Selected extract ::
The End of a Dream

(1685 - 1700)

Charles II was succeeded by his Catholic brother the Duke of York, who became King James II in 1685. Not long after his coronation the rule of the Vicars Apostolic was reinstated. England had not had a Vicar Apostolic since Bishop Smith fled to France more than half a century earlier.

Any idea of regaining the original pre-Reformation bishoprics was abandoned. Instead England was divided into four districts, each with its own Vicar Apostolic. Each district was to be funded by the King with £1,000 a year (= £52,000 today). Berkshire was in the London District, which included the Home Counties, Isle of Wight, Channel Islands and the American colonies; Oxfordshire was in the Midland District, the Thames forming the border between the two. This division has continued to the present day, the Thames forming the boundary between the diocese of Portsmouth and the archdiocese of Birmingham.

The new King, James II, began a programme of positive discrimination in favour of Catholics. Thirteen were appointed to the Privy Council and four were made judges. Others were given commissions in the army or senior appointments in the universities.

Your tasks ::
A – According to the account of 1685–1700, which places did the London District include?
B – In the account of 1685–1700, rewrite the text starting with "Any idea of" and going on through "in the universities.", changing "Thames" to "river" wherever it occurs.
C – Why does the Thames now separate the diocese of Portsmouth from the archdiocese of Birmingham, according to the account of 1685–1700?
The data that comes next isn't needed here.

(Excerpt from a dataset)
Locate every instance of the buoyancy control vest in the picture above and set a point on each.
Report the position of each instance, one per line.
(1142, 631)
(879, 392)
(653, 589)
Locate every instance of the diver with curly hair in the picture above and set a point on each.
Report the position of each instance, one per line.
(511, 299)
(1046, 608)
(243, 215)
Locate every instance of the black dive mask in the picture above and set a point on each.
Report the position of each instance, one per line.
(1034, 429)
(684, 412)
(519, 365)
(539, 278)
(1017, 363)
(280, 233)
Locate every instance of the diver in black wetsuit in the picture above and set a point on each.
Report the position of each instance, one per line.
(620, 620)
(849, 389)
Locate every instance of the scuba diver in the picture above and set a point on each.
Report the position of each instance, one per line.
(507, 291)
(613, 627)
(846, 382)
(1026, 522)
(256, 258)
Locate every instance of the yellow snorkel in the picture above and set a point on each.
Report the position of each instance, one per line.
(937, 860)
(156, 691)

Task-by-task solutions ::
A – The Home Counties, the Isle of Wight, the Channel Islands and the American colonies.

B –
Any idea of regaining the original pre-Reformation bishoprics was abandoned. Instead England was divided into four districts, each with its own Vicar Apostolic. Each district was to be funded by the King with £1,000 a year (= £52,000 today). Berkshire was in the London District, which included the Home Counties, Isle of Wight, Channel Islands and the American colonies; Oxfordshire was in the Midland District, the river forming the border between the two. This division has continued to the present day, the river forming the boundary between the diocese of Portsmouth and the archdiocese of Birmingham.

The new King, James II, began a programme of positive discrimination in favour of Catholics. Thirteen were appointed to the Privy Council and four were made judges. Others were given commissions in the army or senior appointments in the universities.

C – The division of England into districts made under James II has continued to the present day. In that division the Thames formed the border between the London District, which held Berkshire, and the Midland District, which held Oxfordshire.